[YOUR TASK]: Would you please set down the lines of the data from the one containing "Note: spot the hand" to the final line, exactly and only those?

(Records from a data collection)
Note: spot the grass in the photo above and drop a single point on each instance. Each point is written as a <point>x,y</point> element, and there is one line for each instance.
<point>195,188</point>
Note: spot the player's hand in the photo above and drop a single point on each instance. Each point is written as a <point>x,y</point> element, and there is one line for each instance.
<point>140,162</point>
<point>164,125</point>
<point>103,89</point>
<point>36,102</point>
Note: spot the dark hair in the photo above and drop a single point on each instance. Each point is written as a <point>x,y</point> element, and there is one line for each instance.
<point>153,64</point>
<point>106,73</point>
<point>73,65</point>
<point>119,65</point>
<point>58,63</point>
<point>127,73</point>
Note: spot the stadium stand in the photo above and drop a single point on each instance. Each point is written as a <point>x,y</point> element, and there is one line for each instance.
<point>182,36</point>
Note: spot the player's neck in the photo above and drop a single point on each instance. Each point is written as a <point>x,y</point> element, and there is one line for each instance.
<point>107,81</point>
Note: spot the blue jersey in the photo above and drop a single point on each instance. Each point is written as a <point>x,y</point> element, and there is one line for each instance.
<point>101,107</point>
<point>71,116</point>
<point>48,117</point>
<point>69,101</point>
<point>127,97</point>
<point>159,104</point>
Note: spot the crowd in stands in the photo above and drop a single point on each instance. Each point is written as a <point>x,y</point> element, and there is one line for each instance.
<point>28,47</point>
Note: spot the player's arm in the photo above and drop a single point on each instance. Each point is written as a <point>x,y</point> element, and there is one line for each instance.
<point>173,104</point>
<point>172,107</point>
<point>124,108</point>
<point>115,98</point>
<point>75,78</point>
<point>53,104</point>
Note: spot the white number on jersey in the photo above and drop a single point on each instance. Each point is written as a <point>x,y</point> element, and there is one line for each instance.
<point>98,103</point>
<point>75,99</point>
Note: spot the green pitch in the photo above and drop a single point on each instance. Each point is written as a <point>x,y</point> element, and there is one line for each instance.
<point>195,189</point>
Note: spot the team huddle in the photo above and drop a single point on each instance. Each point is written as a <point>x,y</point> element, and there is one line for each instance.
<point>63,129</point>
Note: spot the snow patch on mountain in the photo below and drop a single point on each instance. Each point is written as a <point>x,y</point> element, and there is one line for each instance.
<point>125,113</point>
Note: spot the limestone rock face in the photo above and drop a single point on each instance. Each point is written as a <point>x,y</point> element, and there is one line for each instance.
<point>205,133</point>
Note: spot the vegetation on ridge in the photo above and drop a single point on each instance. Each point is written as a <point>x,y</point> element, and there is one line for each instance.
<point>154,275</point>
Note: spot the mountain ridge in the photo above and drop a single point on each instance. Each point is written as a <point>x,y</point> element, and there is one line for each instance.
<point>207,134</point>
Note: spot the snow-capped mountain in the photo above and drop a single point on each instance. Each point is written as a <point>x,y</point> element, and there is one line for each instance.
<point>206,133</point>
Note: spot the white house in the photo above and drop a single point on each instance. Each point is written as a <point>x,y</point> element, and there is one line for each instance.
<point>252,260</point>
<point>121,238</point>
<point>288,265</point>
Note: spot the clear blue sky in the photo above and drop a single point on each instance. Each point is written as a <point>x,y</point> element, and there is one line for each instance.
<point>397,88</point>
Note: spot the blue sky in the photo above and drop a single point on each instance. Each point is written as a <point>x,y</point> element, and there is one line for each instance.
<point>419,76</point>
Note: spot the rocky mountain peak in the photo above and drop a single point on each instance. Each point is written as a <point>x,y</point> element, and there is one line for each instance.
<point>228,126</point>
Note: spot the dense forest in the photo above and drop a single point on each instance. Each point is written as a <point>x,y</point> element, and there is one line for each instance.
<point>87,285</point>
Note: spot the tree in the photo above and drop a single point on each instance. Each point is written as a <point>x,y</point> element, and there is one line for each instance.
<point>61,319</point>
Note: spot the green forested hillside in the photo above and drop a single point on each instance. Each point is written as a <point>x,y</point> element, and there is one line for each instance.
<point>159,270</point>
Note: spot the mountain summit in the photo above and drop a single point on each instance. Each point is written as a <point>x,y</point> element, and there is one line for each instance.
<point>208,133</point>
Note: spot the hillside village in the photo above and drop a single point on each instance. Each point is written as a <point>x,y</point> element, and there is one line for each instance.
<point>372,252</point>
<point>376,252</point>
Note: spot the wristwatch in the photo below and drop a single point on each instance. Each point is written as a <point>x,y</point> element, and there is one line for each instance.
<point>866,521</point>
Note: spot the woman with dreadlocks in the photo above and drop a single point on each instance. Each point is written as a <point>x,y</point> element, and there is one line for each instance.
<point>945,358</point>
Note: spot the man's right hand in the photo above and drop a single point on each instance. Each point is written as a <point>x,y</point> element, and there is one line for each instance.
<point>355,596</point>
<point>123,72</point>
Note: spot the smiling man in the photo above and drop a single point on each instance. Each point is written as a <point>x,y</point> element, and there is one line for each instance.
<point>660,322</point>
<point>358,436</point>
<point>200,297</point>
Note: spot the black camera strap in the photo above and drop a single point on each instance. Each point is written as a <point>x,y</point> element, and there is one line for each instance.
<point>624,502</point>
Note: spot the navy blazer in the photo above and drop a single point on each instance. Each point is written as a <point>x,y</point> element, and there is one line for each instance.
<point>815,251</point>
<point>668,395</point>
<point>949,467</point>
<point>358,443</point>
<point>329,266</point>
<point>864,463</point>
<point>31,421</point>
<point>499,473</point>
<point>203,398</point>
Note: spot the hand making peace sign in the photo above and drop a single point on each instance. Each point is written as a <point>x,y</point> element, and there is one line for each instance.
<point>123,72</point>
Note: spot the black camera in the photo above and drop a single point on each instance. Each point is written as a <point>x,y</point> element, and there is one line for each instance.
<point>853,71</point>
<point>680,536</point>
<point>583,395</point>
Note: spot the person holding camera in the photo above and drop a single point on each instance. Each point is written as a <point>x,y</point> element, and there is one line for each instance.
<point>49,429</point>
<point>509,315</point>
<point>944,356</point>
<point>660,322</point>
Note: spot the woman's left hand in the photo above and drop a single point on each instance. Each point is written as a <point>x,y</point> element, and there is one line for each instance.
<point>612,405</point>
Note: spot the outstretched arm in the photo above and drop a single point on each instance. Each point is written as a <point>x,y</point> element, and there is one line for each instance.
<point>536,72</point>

[OUTPUT FOR THIS EXERCISE]:
Note: spot the hand making peace sign in the photo above and drop a single point on each instance. Each point is written as a <point>x,y</point> element, and there is one line for each instance.
<point>123,72</point>
Note: spot the black camera in the photo above and drop a single point on each instance. Each point is written as a <point>x,y</point> element, and there is one line for each instance.
<point>853,71</point>
<point>680,536</point>
<point>583,395</point>
Note: spot the person holding camera in the photo above and drop a single point on each instance. Each point is written as a <point>x,y</point> element, and there is one line for each instance.
<point>49,429</point>
<point>509,315</point>
<point>944,356</point>
<point>660,322</point>
Note: spot the woman's left hand in the photo above and drop a single point on each instance. Each point is written as a <point>x,y</point> element, and there is one line for each instance.
<point>612,405</point>
Note: spot the outstretched arm in the photo above and drop a single point on each instance. Each point is written as a <point>x,y</point> element, and there is one line for each instance.
<point>536,72</point>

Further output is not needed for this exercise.